* [INPUT RECORDS]:
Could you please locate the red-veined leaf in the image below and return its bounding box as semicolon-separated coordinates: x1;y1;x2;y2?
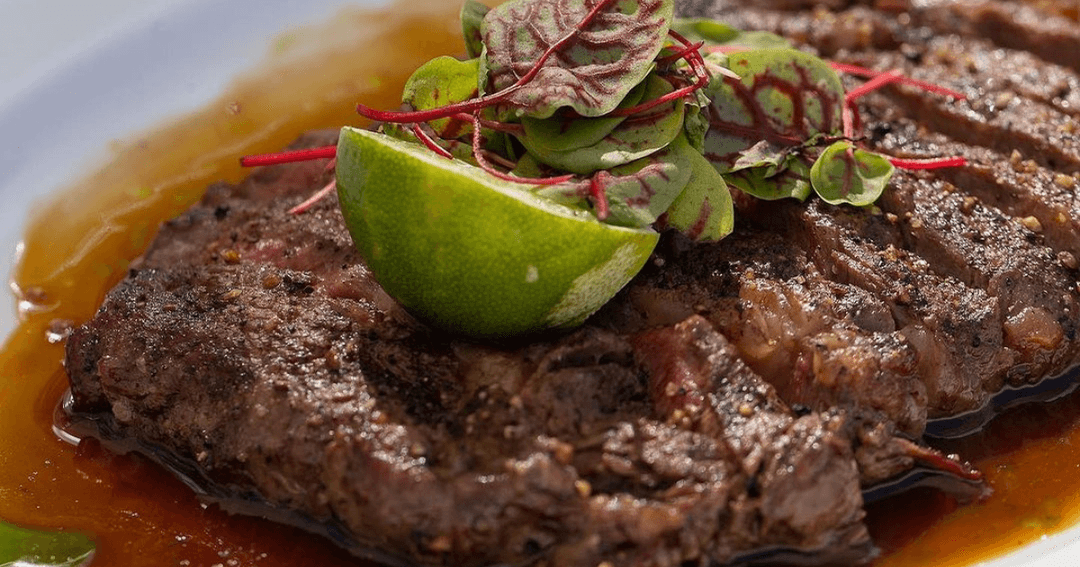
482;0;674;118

...

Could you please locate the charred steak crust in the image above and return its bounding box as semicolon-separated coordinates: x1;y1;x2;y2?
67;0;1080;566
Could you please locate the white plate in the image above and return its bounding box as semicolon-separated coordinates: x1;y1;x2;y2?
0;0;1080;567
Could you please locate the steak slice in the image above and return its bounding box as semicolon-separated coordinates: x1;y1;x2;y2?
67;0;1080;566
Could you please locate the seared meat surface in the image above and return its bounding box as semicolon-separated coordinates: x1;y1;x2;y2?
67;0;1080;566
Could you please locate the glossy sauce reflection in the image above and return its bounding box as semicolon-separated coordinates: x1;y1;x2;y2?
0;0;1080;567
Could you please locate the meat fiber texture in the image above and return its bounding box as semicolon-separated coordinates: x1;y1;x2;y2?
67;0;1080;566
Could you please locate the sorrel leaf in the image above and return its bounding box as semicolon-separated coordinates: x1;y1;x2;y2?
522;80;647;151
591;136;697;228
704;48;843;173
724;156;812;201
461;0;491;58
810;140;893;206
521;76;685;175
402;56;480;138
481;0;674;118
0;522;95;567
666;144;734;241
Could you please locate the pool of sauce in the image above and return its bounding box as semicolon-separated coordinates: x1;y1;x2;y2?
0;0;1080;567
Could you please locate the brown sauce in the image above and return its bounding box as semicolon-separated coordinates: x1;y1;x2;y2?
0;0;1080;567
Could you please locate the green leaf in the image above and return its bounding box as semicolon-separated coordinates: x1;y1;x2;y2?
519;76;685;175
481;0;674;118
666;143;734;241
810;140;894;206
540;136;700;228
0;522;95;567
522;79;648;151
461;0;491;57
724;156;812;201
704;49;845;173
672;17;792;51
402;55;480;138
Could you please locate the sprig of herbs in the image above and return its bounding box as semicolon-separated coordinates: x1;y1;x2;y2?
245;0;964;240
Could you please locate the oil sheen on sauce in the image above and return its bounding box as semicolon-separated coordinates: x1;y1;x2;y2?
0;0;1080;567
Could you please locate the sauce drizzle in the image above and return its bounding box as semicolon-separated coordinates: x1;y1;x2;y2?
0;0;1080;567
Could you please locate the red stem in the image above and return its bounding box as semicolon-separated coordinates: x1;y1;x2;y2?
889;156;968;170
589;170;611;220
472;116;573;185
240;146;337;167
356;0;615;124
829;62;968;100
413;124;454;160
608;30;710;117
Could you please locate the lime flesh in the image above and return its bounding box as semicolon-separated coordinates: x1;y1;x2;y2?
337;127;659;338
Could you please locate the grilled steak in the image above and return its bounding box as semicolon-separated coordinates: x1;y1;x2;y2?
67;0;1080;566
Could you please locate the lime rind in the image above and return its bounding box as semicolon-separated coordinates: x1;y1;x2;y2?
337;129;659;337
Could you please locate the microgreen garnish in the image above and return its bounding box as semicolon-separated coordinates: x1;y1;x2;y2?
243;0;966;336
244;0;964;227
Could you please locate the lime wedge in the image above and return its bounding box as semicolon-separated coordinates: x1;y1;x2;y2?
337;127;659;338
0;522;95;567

---

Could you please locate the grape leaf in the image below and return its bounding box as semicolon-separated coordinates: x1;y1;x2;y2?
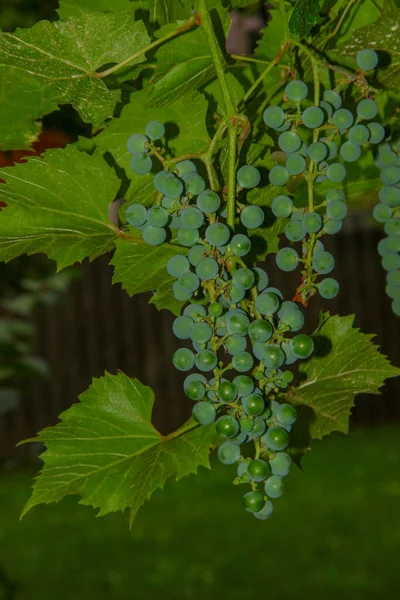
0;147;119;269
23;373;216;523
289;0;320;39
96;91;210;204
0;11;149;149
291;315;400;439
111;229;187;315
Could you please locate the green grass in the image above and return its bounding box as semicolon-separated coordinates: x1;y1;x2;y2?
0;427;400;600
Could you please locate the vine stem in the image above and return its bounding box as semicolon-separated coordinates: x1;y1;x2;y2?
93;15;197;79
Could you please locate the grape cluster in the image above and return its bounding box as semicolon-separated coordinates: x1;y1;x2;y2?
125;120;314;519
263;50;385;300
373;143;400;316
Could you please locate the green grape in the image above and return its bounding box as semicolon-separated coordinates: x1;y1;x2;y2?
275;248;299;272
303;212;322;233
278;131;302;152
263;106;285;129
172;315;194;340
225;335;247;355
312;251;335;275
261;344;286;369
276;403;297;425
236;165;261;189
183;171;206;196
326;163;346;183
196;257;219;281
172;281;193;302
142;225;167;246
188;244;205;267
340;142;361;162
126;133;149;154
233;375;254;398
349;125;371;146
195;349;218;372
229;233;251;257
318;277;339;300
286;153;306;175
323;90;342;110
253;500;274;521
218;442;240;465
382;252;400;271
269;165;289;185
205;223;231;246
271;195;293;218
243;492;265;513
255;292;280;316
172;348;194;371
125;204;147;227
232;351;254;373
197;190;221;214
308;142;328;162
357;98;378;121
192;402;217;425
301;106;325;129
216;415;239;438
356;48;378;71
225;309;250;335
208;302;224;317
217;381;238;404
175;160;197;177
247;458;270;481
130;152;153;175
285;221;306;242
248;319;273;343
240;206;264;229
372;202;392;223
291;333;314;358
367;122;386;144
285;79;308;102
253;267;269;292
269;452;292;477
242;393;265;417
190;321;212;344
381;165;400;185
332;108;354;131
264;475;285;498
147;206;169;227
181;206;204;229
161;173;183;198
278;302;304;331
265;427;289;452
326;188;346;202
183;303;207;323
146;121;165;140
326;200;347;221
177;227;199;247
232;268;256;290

* [THE EXERCISE]: Rewrite the material from the line containing "Could you please locate the red-veined" through the line containing "482;0;674;118", inclusive, with "red-veined" swapped for "yellow-spotted" and nothing else changed. Omit the pictures from your answer.

* [IN RESPONSE]:
Could you please locate the yellow-spotted leaf in the image below and return its bounding box as semicolon-separated coordinates: x1;y1;x2;y2?
482;0;674;118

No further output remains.